ENTRIES PROVIDED:
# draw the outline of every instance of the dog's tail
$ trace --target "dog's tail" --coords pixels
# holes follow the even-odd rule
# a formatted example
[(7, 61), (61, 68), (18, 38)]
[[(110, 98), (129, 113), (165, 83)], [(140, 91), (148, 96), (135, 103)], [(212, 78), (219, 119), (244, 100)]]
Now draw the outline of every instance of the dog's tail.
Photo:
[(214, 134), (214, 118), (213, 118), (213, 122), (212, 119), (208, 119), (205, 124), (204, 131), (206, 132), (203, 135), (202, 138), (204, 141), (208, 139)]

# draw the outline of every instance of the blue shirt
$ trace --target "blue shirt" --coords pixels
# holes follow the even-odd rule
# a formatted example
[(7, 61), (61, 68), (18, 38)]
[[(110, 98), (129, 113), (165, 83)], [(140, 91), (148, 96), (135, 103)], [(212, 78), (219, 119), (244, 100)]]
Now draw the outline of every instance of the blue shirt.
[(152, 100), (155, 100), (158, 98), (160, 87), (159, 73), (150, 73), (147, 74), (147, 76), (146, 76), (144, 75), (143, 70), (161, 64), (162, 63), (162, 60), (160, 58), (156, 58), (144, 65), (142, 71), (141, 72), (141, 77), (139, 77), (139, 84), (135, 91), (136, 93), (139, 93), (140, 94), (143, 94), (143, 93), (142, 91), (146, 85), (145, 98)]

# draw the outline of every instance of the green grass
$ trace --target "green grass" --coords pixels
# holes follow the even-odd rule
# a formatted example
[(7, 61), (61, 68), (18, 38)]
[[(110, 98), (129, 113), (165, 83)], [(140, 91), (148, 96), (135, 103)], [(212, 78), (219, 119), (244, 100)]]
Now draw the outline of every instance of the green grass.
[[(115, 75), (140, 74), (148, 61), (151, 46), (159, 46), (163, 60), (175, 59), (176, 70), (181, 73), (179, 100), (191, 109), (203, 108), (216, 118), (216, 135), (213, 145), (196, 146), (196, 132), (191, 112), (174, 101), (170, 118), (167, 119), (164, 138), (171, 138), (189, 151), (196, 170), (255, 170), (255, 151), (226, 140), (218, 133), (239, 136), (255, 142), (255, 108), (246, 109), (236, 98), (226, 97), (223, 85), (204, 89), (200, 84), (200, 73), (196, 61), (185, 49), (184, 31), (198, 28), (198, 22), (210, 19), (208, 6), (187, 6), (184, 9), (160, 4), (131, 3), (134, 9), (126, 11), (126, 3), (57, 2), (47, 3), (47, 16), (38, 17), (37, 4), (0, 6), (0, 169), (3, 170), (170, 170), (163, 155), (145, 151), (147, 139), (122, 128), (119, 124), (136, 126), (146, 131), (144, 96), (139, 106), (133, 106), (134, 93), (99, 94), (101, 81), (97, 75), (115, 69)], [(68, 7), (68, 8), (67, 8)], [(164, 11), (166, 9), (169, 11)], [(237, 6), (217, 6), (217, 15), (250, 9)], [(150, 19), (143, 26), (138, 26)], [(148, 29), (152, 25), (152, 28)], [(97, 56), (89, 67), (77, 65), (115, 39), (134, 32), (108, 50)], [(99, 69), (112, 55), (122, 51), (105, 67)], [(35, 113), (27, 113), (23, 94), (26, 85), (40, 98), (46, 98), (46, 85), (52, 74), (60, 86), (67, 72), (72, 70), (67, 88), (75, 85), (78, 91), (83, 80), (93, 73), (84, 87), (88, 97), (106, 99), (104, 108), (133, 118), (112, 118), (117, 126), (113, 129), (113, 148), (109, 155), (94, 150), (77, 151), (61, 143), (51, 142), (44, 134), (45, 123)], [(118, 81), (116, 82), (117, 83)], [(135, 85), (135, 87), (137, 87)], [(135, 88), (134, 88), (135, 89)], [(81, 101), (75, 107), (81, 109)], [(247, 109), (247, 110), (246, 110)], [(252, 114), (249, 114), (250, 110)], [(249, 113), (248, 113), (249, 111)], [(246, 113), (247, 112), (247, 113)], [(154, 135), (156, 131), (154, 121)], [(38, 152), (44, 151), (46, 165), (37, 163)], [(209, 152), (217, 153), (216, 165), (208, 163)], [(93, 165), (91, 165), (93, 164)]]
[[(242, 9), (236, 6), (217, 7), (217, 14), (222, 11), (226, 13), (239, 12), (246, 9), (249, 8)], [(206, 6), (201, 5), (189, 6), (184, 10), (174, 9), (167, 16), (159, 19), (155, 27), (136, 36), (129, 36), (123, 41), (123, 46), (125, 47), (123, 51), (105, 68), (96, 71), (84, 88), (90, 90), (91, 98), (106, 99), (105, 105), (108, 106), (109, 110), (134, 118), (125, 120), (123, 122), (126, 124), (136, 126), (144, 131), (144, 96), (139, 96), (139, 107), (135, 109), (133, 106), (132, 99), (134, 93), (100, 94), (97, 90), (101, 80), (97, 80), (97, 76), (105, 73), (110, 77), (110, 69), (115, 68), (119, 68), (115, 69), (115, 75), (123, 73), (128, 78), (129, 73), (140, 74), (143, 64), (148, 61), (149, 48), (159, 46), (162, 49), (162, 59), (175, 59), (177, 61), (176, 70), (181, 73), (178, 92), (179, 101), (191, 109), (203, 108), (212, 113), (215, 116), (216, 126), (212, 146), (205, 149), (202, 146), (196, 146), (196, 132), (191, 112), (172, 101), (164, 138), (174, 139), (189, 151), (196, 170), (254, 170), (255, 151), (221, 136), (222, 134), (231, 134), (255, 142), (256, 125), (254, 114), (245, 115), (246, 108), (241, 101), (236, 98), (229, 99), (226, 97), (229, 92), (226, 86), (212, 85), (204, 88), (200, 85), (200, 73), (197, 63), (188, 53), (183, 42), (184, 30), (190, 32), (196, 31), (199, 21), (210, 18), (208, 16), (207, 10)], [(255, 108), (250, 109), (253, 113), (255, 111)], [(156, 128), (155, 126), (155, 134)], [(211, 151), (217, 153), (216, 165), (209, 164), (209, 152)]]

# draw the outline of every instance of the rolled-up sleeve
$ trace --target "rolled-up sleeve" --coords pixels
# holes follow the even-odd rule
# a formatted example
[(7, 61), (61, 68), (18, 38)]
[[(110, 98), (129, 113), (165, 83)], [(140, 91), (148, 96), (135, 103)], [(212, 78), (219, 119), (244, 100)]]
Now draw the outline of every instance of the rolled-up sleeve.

==

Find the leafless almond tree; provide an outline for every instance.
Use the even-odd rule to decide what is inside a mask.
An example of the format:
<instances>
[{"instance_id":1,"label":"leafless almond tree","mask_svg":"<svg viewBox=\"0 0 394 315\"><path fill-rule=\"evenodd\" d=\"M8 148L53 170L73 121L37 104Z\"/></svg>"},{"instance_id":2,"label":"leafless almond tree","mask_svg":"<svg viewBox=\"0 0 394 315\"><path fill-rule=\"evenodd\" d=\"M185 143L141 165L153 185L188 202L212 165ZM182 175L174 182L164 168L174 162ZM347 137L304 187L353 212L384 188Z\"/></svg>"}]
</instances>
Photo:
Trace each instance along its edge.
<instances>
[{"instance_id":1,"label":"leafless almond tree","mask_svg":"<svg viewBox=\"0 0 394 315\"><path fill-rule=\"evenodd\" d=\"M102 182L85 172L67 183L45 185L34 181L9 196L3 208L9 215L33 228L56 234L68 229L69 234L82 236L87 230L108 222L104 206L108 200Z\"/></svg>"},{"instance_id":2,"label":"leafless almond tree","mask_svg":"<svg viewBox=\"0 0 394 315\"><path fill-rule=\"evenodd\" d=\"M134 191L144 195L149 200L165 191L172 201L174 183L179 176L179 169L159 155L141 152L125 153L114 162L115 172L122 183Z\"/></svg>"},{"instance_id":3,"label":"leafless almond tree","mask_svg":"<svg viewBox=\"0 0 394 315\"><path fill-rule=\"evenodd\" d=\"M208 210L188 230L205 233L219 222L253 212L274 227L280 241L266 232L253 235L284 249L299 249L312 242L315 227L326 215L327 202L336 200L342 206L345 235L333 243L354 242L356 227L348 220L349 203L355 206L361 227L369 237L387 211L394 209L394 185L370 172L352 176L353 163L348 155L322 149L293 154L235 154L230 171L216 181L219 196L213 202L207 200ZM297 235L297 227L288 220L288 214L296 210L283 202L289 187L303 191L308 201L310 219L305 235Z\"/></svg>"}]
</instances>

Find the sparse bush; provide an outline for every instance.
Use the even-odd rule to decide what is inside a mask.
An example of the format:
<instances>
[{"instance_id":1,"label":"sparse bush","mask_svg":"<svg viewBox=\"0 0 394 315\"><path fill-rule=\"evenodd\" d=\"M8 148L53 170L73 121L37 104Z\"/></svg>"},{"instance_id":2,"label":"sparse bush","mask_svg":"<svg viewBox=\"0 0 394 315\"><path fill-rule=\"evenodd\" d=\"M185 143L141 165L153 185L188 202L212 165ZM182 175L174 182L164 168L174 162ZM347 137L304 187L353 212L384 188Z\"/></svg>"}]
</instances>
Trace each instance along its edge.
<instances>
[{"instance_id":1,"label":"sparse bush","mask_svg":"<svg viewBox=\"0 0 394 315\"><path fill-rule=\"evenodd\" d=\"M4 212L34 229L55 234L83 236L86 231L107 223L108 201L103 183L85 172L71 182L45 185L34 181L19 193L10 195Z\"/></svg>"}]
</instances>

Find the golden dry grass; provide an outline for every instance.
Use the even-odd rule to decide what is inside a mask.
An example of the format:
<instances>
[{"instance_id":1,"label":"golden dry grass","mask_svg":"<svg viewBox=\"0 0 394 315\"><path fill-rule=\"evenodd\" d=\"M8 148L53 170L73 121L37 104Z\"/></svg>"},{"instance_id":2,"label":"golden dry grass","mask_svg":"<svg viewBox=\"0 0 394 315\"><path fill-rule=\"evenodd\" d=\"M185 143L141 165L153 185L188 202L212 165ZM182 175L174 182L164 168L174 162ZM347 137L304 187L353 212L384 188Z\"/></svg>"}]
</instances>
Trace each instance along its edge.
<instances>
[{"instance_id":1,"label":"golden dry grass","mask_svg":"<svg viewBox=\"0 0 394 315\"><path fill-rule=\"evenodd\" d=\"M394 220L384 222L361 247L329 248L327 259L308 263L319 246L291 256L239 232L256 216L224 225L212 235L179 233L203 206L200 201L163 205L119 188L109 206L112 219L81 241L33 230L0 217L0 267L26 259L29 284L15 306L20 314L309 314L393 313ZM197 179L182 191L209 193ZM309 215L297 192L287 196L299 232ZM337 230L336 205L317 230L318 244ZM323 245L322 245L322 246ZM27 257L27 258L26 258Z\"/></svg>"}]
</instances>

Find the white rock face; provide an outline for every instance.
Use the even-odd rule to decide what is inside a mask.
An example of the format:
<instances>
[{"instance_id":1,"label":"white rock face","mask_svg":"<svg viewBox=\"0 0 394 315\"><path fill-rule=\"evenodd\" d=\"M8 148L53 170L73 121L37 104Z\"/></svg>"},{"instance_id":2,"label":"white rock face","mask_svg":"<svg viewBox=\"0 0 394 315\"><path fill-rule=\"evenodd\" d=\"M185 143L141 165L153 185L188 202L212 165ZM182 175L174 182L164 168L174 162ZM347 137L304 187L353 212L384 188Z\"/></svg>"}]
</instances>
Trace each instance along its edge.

TO DO:
In the records, replace "blue shirt" with "striped shirt" from the line with "# draw the outline of every instance of the dog's" to the line with "85), (145, 98)]", both included. Leave everything else unchanged and return only those lines.

PROBLEM SOLUTION:
# draw the outline of every instance of the dog's tail
$ trace --target "dog's tail" --coords pixels
# holes follow the even-odd rule
# a formatted example
[(7, 61), (61, 68), (18, 38)]
[[(110, 98), (129, 113), (165, 83)], [(140, 91), (148, 96), (135, 103)], [(212, 78), (219, 119), (244, 100)]]
Now draw the outline of every instance of the dog's tail.
Photo:
[(214, 134), (214, 118), (213, 118), (213, 122), (212, 119), (208, 119), (205, 124), (204, 131), (206, 132), (203, 135), (202, 138), (204, 141), (208, 139)]

# draw the outline of every instance of the striped shirt
$ trace --target "striped shirt" --coords pixels
# holes follow the even-odd rule
# a formatted example
[(7, 61), (61, 68), (18, 38)]
[[(110, 98), (129, 113), (165, 83)], [(140, 91), (148, 96), (135, 103)], [(212, 78), (219, 119), (244, 100)]]
Now draw the outline of every instance of the striped shirt.
[(152, 100), (155, 100), (158, 98), (160, 87), (159, 73), (150, 73), (147, 74), (147, 76), (146, 76), (144, 75), (143, 70), (161, 64), (162, 63), (162, 60), (160, 58), (156, 58), (144, 65), (142, 71), (141, 72), (141, 77), (139, 77), (139, 84), (135, 91), (136, 93), (139, 93), (140, 94), (143, 94), (143, 93), (142, 91), (146, 85), (145, 98)]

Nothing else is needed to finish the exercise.